#### Dataset entries

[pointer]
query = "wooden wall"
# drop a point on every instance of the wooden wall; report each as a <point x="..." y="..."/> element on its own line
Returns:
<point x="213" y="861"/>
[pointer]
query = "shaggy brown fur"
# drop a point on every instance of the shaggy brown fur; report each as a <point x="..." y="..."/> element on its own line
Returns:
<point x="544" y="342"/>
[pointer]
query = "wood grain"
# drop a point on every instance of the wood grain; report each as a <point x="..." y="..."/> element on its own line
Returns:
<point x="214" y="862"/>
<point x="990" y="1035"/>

########

■ **Written task**: Transcribe all the entries, keeping each one exactly as it is.

■ **Written answer**:
[pointer]
query = "wooden wall"
# drop a point on every instance of the wooden wall; report each as a <point x="..." y="..."/> element on its own line
Returns:
<point x="213" y="861"/>
[pointer]
query = "shaggy brown fur"
# drop a point on every instance of the shaggy brown fur; report each as a <point x="..." y="..."/> element on its own line
Returns:
<point x="544" y="342"/>
[pointer]
query = "wood grain"
# drop a point on every instance of the wood grain; report each as a <point x="..." y="..."/> element on its own line
Returns:
<point x="214" y="862"/>
<point x="990" y="1035"/>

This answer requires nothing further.